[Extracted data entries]
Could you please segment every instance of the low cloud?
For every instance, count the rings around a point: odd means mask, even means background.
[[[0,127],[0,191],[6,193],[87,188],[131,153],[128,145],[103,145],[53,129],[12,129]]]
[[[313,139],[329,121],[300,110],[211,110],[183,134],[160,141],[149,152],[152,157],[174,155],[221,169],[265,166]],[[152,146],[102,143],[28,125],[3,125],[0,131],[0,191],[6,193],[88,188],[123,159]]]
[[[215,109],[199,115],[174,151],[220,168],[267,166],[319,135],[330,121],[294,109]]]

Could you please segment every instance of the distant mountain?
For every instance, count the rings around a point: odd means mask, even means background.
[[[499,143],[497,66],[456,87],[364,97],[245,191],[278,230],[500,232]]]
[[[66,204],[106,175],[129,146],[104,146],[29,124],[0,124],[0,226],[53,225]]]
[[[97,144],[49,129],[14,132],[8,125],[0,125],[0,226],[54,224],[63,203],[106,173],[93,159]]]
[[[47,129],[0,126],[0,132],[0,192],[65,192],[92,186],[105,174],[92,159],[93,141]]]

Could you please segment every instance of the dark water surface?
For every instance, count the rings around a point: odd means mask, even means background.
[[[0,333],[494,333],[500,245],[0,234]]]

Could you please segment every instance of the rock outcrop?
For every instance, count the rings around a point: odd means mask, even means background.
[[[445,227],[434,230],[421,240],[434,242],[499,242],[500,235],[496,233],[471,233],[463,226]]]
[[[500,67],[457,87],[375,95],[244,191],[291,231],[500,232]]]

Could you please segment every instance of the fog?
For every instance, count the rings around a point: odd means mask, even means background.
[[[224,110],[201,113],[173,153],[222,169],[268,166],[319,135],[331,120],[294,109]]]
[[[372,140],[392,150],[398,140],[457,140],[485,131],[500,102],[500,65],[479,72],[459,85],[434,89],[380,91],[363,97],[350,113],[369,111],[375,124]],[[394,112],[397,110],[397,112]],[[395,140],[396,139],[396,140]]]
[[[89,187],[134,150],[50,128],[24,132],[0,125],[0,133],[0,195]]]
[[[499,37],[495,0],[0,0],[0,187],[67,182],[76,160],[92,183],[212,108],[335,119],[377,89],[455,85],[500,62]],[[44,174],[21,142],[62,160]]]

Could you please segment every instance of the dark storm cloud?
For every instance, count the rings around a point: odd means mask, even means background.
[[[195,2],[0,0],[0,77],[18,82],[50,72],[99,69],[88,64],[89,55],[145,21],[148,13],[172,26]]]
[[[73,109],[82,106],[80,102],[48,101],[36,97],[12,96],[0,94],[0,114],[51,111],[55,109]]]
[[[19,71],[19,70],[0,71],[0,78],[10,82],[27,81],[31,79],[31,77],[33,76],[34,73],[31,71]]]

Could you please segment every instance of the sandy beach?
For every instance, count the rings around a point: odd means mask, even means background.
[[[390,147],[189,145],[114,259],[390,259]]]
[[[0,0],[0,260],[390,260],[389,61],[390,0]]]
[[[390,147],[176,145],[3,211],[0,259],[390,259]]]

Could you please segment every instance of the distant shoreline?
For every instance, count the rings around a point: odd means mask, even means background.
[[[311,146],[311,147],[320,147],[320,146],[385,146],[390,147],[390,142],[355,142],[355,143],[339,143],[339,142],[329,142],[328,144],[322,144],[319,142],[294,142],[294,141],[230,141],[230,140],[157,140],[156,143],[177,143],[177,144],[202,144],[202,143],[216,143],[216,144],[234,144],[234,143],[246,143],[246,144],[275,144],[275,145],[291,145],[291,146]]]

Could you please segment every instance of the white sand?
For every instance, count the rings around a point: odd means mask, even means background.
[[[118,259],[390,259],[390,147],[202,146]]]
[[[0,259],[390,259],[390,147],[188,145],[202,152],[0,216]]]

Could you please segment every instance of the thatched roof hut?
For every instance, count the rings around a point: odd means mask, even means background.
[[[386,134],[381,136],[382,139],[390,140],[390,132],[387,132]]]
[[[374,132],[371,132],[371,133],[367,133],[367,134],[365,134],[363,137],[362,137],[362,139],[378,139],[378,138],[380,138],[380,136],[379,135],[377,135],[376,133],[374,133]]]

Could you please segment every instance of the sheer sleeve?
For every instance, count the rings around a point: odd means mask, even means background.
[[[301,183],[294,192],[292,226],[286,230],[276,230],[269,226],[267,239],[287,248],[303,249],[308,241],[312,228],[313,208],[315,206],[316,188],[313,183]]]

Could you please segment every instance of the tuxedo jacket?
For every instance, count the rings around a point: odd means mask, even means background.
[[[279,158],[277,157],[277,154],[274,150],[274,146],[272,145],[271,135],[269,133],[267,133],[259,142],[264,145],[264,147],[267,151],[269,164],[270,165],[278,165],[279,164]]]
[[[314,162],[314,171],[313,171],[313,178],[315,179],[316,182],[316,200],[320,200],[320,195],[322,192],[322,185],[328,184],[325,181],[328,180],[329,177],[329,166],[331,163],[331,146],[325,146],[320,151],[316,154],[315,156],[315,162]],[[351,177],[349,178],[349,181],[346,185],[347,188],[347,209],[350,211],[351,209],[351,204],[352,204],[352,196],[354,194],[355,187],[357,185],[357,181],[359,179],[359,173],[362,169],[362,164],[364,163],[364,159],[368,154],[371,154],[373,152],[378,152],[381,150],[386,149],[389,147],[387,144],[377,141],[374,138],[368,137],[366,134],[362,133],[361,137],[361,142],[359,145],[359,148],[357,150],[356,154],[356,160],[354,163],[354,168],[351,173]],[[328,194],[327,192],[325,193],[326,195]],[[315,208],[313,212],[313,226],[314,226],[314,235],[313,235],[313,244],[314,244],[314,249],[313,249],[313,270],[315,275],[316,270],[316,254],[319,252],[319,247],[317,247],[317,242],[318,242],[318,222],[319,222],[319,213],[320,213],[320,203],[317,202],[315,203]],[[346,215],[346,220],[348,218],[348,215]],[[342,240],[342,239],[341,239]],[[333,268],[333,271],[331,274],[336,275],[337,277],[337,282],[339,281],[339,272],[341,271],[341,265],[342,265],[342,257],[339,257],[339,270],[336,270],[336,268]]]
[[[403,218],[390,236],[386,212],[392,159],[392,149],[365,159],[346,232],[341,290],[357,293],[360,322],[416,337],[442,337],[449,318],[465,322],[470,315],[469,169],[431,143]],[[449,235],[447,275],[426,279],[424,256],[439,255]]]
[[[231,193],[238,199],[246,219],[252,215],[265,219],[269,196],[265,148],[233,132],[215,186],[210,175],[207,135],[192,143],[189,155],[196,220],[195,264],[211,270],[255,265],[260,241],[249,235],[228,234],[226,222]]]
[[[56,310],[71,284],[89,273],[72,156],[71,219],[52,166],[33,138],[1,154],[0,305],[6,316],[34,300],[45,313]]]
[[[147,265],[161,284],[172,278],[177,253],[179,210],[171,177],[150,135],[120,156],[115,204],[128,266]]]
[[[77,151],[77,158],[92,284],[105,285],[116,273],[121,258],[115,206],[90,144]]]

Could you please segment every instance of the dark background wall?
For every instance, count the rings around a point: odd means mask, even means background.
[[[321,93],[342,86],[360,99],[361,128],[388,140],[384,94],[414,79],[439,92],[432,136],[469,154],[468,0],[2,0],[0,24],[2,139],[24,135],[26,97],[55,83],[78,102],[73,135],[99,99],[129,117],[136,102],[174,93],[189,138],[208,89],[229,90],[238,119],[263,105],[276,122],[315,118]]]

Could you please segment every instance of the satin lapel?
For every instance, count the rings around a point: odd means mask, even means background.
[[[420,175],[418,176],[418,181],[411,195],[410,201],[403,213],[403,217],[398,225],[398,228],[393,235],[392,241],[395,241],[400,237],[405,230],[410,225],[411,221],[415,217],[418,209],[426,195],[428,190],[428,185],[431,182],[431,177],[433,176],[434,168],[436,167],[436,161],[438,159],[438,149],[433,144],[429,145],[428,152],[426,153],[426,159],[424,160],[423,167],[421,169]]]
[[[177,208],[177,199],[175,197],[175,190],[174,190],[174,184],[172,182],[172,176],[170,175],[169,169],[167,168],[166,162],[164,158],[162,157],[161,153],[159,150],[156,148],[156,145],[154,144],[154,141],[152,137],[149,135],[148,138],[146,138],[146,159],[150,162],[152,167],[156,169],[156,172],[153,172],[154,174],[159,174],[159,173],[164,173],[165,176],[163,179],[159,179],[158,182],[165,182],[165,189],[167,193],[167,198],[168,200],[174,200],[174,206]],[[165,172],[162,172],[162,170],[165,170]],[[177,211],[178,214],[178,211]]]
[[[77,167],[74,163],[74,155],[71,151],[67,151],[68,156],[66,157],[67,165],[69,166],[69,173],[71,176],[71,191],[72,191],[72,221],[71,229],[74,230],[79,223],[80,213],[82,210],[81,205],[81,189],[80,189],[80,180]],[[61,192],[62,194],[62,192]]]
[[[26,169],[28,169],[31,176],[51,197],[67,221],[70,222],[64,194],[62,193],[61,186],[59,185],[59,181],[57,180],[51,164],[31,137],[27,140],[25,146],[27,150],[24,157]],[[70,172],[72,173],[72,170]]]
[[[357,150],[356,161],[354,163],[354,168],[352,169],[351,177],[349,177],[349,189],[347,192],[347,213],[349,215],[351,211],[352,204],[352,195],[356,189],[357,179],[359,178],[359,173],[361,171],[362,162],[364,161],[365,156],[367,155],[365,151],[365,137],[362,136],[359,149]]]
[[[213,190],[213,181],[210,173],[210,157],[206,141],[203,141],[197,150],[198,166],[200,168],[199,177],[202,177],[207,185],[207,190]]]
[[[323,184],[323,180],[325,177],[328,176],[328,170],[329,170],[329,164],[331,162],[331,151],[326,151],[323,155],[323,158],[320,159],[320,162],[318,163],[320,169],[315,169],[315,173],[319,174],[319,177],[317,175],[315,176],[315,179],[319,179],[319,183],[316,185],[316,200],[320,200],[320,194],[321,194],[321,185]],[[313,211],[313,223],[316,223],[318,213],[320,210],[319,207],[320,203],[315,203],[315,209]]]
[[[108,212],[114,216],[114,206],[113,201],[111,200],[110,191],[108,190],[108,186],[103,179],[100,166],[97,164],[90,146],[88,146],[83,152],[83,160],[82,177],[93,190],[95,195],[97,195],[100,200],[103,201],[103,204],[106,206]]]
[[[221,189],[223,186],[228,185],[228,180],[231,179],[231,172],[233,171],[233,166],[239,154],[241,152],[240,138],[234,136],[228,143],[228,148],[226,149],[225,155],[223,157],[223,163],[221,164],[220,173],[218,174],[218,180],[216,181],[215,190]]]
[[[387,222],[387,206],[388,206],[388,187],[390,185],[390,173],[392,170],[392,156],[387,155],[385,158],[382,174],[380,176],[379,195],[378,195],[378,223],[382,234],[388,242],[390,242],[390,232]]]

> [Task to complete]:
Each line above that includes "dark" should be shown.

> [Response]:
Could you please segment every instance of the dark water surface?
Could you please segment every instance of the dark storm cloud?
Could you please segment every instance of the dark background wall?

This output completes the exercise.